(SET EXERCISE): Reproduce the text on unidentified LabVIEW function blocks word for word, from start to finish.
--- BEGIN TEXT PROVIDED ---
In looking through the channeled message handler template, I'm finding a lot of different topics that I need to learn about before I can get this to work. One problem I'm running into is that I often will run into function blocks that I can't identify; they don't have a descriptive name and have no help option in the context window. This is probably because they are either not built in LabVIEW function blocks or (more aggravatingly to me) they are "basic enough" or don't count as function blocks, so LabVIEW just doesn't have any help link to them.

 

Is there a way to open the file location of these sort of blocks, or in some way find which function palette they're from? It would make learning about this stuff from the templates much easier.
--- END TEXT PROVIDED ---
--- BEGIN PROVIDED MATERIAL ---
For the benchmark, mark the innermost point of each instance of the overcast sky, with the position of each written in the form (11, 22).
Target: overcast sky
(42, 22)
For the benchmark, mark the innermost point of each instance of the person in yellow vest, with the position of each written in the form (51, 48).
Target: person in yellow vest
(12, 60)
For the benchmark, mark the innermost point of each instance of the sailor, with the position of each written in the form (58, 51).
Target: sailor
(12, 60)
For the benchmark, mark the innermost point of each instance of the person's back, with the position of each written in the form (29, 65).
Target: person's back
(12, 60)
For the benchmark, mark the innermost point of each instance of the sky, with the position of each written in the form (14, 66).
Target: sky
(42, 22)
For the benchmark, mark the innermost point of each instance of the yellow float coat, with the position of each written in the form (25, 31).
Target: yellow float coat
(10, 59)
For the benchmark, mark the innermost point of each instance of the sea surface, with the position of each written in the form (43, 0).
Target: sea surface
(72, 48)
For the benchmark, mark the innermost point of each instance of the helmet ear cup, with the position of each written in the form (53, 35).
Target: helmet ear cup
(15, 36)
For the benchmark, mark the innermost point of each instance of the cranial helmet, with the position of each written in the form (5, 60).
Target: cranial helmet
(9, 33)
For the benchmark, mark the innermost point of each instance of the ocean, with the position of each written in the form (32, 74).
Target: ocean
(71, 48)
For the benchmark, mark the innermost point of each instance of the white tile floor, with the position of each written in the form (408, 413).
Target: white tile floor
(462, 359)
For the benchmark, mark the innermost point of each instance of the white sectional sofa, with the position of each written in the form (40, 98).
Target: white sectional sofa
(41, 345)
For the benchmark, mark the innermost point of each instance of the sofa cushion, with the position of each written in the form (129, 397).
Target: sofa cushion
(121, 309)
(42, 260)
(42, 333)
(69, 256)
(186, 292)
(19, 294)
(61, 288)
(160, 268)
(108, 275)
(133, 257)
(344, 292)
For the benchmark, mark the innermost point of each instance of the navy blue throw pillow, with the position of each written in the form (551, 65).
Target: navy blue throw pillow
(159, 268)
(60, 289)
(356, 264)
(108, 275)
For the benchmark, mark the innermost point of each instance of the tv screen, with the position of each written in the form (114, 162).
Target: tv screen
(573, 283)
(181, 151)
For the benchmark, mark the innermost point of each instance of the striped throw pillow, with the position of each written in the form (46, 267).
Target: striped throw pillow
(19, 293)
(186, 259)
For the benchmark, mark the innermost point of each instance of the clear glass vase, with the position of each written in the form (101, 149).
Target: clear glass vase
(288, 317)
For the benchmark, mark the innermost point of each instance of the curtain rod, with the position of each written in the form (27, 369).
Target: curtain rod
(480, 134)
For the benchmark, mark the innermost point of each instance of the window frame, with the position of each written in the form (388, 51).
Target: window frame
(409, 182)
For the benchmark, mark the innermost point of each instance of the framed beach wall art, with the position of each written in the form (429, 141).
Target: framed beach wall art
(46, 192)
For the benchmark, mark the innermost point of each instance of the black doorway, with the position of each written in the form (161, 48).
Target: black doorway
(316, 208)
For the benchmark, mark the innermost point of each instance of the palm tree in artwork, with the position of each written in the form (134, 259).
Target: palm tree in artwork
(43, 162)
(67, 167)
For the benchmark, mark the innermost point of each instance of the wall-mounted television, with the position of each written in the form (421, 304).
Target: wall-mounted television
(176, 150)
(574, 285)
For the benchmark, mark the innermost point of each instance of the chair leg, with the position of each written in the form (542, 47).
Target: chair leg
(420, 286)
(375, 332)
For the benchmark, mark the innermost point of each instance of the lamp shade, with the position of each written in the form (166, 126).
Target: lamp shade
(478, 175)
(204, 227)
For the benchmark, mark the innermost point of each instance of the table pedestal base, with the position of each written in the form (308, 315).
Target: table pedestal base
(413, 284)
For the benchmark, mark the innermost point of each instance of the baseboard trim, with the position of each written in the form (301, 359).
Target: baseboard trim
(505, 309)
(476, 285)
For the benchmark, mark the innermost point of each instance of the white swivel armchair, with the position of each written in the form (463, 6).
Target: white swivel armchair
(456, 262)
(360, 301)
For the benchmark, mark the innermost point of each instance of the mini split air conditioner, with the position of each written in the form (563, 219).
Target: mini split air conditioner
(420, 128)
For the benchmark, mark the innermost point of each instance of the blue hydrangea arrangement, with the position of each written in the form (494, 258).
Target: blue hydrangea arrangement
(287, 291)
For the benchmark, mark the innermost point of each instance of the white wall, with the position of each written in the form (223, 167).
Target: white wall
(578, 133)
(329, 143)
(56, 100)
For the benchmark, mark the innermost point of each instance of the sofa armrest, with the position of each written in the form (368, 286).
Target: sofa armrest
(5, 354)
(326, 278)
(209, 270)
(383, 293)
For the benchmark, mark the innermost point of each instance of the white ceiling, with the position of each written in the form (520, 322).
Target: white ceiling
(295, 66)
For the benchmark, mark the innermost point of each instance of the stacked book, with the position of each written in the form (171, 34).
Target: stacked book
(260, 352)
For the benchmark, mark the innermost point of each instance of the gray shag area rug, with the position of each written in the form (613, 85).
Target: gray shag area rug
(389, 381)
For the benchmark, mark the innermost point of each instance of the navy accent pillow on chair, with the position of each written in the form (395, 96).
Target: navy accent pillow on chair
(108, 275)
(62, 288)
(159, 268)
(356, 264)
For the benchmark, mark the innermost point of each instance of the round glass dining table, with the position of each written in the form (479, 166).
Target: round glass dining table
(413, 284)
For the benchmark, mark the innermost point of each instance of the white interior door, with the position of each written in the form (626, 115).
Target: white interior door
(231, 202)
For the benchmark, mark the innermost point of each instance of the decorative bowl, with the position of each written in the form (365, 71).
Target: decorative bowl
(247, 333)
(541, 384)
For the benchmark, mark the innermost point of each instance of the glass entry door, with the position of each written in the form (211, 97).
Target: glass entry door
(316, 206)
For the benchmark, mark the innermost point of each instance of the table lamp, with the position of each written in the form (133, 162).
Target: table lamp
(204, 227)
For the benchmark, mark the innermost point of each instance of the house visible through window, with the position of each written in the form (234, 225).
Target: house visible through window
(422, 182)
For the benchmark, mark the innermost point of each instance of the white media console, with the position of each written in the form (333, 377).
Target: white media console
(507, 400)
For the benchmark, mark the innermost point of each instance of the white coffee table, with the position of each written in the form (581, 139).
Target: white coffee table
--- END PROVIDED MATERIAL ---
(ANSWER):
In looking through the channeled message handler template, I'm finding a lot of different topics that I need to learn about before I can get this to work. One problem I'm running into is that I often will run into function blocks that I can't identify; they don't have a descriptive name and have no help option in the context window. This is probably because they are either not built in LabVIEW function blocks or (more aggravatingly to me) they are "basic enough" or don't count as function blocks, so LabVIEW just doesn't have any help link to them.

 

Is there a way to open the file location of these sort of blocks, or in some way find which function palette they're from? It would make learning about this stuff from the templates much easier.